*Exercise objective:*
From the items below, copy out every line that contains the word "middle".
--------------------------------------------------
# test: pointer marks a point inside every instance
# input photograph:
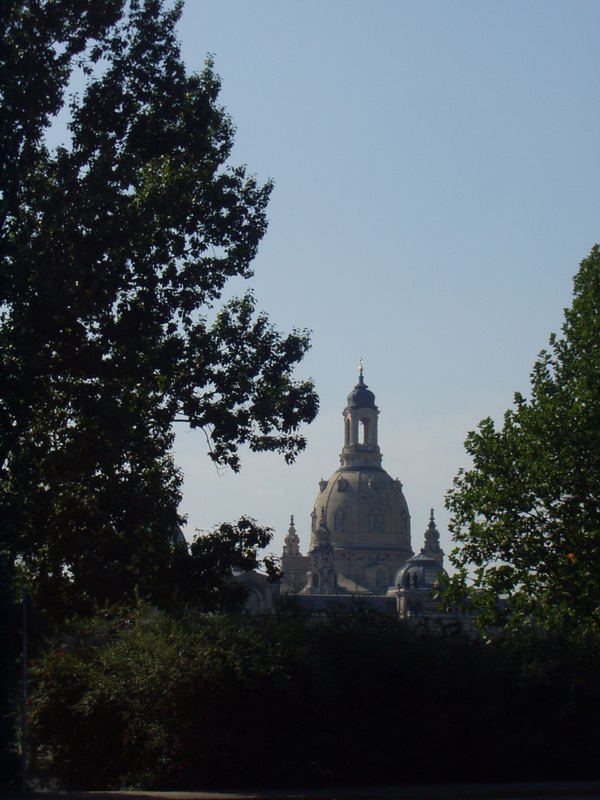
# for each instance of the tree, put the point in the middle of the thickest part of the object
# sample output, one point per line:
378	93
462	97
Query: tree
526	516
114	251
--------------------------------------------------
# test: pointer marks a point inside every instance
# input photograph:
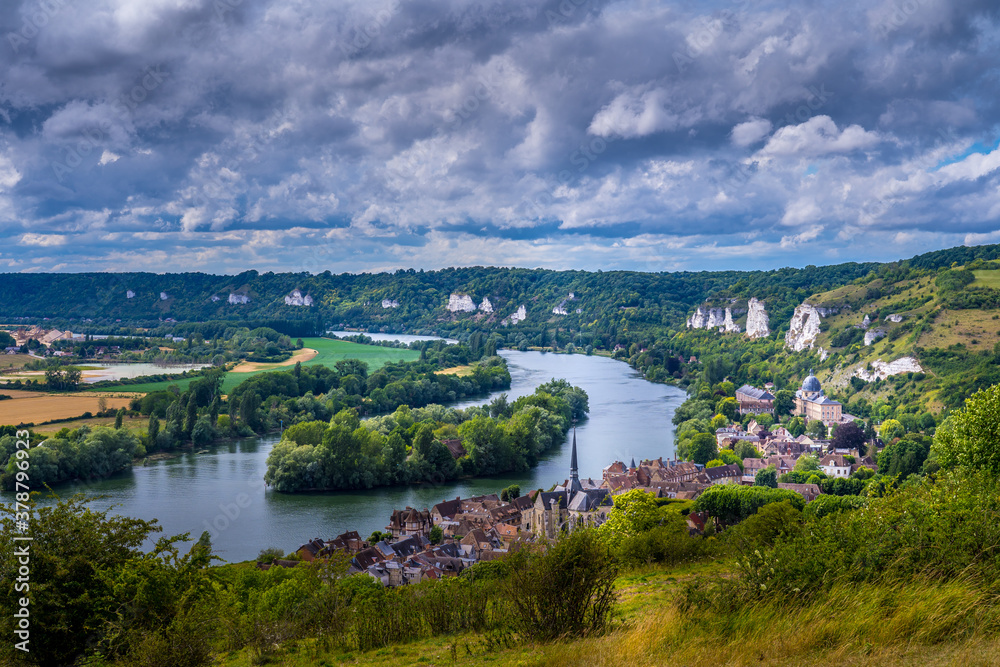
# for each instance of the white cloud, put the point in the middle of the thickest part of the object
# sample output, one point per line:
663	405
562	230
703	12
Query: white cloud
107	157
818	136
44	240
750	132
--------------------------------------------------
*Result of the task:*
# for each instance of the tree, put the point in the middle of the thickest part of the object
# for each instance of the white cloud, put the point in the middle of the thickest part of the object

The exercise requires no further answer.